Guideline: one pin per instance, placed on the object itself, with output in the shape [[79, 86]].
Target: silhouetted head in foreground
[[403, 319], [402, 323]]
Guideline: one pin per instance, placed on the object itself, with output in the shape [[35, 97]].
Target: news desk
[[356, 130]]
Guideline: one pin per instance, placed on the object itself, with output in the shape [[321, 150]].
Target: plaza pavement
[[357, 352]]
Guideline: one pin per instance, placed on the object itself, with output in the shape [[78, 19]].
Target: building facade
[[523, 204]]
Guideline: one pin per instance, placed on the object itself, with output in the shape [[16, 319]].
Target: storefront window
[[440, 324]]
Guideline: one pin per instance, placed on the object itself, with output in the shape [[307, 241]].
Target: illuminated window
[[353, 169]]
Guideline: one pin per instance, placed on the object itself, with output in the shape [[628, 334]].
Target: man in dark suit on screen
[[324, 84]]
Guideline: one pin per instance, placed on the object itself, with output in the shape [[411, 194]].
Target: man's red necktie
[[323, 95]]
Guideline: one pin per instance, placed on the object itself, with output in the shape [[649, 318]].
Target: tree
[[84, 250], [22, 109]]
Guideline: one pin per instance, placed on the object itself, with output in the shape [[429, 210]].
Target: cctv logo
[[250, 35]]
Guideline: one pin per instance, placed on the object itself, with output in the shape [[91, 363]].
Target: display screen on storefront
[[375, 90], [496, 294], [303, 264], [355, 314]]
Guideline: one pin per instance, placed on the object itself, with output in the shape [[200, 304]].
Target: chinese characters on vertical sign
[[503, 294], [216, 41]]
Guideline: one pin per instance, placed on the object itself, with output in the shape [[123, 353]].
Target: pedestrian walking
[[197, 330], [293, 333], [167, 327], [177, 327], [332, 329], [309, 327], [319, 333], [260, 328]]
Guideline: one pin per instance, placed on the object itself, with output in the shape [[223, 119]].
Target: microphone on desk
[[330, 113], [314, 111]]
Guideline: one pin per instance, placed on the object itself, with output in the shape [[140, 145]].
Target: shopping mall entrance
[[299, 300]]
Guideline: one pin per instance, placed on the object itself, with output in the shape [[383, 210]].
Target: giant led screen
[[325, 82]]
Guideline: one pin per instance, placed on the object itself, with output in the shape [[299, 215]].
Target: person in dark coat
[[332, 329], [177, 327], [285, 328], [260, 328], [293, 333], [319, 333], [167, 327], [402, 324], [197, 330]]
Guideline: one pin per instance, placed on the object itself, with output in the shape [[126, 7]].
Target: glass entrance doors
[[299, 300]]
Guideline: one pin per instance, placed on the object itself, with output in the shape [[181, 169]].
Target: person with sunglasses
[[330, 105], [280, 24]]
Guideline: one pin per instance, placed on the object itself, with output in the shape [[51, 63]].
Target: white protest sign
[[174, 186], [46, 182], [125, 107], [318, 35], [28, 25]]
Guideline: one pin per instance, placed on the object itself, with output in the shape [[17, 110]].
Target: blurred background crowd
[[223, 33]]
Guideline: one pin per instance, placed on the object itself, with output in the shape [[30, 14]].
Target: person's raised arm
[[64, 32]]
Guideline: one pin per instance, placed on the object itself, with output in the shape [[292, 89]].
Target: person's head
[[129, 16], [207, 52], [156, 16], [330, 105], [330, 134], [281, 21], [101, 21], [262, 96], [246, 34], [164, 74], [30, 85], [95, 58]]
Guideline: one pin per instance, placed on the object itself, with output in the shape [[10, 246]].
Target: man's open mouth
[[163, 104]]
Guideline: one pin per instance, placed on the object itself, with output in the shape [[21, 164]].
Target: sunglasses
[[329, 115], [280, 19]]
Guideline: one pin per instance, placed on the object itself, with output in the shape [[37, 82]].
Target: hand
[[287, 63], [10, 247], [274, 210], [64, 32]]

+---+

### What needs to be done
Copy word for word the lines starting at the one containing "shape [[307, 241]]." and ending after the one containing "[[353, 169]]".

### Correct response
Guideline: one pin per instance, placed on the object itself, with output in the shape [[307, 241]].
Target: illuminated window
[[353, 169]]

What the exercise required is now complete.